[Short exercise] Set down exactly the lines running from the line with "In this exercise you will tag the tree line" to the end of the listing below, both ends included.

[Exercise inputs]
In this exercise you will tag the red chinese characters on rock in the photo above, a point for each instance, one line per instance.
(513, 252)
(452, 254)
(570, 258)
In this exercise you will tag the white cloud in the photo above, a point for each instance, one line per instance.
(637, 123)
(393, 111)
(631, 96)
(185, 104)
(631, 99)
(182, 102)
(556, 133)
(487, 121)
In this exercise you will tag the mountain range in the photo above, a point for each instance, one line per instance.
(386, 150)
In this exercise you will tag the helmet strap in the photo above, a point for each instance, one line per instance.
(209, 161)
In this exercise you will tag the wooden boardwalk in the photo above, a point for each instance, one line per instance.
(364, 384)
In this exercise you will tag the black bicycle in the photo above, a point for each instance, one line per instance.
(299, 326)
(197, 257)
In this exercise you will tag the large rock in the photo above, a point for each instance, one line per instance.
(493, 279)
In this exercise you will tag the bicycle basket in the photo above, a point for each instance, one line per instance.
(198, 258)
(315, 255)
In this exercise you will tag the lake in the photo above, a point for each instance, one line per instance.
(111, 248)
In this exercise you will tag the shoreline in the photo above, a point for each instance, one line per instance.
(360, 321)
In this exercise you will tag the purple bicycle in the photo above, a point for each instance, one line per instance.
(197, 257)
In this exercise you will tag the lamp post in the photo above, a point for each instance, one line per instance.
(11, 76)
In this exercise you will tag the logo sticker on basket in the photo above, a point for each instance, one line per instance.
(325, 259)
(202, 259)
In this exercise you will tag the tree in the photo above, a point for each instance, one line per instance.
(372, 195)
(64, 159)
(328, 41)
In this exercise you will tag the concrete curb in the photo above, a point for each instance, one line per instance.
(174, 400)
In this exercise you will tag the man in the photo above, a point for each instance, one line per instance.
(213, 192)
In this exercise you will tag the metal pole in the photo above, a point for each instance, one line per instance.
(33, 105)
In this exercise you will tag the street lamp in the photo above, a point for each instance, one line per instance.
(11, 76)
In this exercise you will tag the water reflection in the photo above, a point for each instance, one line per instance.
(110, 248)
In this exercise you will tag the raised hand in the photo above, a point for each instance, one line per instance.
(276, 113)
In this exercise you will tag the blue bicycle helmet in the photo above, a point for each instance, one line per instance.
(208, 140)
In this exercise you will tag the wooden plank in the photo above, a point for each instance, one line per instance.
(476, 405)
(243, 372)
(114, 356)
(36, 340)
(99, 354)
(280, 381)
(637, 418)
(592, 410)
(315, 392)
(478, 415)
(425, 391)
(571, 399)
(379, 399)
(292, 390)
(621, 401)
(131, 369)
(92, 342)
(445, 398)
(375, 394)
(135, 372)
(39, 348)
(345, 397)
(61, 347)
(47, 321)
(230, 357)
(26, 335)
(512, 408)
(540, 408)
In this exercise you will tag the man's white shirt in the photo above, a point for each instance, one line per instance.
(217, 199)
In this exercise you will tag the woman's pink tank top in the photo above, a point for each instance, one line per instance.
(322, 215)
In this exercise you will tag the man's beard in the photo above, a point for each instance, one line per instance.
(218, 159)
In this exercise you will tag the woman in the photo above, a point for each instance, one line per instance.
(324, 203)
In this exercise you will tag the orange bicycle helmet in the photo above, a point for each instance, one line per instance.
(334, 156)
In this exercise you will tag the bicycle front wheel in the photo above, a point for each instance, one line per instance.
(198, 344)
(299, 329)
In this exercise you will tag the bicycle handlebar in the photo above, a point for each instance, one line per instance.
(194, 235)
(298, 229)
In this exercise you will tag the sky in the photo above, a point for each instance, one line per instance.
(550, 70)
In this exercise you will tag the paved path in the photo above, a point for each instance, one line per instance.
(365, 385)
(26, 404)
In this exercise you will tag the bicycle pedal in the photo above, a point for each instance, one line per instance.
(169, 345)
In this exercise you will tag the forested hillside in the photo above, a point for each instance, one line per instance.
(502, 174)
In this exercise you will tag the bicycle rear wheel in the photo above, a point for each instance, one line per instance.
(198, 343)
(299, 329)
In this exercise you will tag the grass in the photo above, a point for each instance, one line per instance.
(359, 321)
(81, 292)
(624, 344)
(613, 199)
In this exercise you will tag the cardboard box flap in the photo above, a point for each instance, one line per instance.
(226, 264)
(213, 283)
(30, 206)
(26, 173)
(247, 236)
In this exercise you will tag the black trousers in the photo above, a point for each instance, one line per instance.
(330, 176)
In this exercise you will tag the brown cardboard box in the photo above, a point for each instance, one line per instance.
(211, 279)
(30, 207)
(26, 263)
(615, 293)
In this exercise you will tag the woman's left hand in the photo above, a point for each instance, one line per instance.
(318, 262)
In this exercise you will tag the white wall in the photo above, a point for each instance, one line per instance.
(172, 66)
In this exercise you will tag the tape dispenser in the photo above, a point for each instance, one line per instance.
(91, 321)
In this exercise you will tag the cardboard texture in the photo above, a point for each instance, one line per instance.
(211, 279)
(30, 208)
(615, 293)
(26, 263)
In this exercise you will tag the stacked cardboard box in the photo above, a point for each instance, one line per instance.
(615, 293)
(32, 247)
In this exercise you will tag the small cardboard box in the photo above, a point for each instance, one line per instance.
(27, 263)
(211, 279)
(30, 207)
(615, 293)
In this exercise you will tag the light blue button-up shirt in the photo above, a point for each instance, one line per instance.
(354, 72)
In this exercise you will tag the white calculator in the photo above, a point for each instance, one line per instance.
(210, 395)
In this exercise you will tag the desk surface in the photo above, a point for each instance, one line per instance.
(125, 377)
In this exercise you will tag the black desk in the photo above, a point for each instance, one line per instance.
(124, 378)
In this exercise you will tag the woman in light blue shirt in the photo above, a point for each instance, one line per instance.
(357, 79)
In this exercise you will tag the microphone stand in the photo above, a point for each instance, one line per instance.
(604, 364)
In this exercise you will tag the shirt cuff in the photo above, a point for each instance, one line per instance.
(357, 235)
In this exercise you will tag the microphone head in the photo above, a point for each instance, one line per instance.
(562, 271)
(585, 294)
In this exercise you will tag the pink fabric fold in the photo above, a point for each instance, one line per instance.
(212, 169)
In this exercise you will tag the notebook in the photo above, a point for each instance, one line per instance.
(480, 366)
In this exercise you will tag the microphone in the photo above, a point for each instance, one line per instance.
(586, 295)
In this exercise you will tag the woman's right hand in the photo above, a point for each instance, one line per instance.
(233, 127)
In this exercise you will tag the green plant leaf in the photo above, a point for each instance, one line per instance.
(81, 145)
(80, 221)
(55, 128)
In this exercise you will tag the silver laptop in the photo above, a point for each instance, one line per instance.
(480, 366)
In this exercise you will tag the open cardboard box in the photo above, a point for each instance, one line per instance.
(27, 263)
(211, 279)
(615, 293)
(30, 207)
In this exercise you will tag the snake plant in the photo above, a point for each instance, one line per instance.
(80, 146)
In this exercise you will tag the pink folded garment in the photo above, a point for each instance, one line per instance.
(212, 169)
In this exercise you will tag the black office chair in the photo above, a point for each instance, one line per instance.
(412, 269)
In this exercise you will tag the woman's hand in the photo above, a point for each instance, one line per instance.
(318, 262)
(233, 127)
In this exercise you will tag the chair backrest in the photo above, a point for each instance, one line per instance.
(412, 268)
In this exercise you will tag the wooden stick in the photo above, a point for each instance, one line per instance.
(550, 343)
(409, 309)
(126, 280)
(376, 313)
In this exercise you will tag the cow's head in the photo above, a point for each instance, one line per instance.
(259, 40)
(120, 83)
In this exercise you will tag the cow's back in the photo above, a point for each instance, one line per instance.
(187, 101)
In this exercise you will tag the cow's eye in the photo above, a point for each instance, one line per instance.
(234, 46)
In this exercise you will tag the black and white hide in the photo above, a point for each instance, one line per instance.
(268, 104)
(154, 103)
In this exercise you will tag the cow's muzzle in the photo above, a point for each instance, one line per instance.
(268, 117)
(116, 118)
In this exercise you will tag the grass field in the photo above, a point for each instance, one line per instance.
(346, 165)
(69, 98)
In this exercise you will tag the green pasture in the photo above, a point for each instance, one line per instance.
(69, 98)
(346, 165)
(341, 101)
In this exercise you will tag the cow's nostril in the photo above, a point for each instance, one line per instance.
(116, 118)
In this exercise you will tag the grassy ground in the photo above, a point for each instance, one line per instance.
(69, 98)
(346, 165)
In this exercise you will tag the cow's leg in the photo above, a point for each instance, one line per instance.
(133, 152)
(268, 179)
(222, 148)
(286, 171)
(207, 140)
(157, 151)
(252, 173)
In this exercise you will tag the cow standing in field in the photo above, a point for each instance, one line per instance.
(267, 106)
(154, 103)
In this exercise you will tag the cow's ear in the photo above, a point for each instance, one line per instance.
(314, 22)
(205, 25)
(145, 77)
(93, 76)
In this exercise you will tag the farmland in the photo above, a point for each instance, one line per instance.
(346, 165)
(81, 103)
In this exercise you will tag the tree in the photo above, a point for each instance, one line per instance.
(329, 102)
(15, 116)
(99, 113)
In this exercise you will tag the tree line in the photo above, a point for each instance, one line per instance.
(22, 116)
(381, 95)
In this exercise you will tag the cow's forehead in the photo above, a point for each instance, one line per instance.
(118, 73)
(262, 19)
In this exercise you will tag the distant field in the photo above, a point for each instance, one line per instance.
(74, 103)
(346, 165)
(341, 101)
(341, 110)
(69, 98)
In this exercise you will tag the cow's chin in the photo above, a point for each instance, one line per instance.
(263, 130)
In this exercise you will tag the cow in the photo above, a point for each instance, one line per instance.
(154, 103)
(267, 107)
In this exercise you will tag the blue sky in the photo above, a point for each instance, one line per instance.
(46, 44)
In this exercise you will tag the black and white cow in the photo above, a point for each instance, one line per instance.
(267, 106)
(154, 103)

[Reply to the exercise]
In this exercise you will tag the tree line in the photo above, a point for each instance, one line per instance.
(22, 116)
(381, 95)
In this exercise you will tag the cow's forehead in the photo above, a point for each instance, one line per instance.
(118, 73)
(262, 19)
In this exercise you will tag the distant field in the photo above, a point for each instance, one line per instance.
(74, 103)
(346, 165)
(341, 101)
(341, 110)
(69, 98)
In this exercise you will tag the cow's chin in the photo above, a point for each instance, one line per instance.
(263, 130)
In this exercise you will tag the cow in the photo above, a point for each instance, one line per instance.
(154, 103)
(267, 107)
In this exercise you will tag the blue sky in the photo above, a point for each instance, one line per instance.
(46, 44)
In this exercise you will tag the black and white cow in the photo above, a point for each instance, one line per instance.
(267, 106)
(154, 103)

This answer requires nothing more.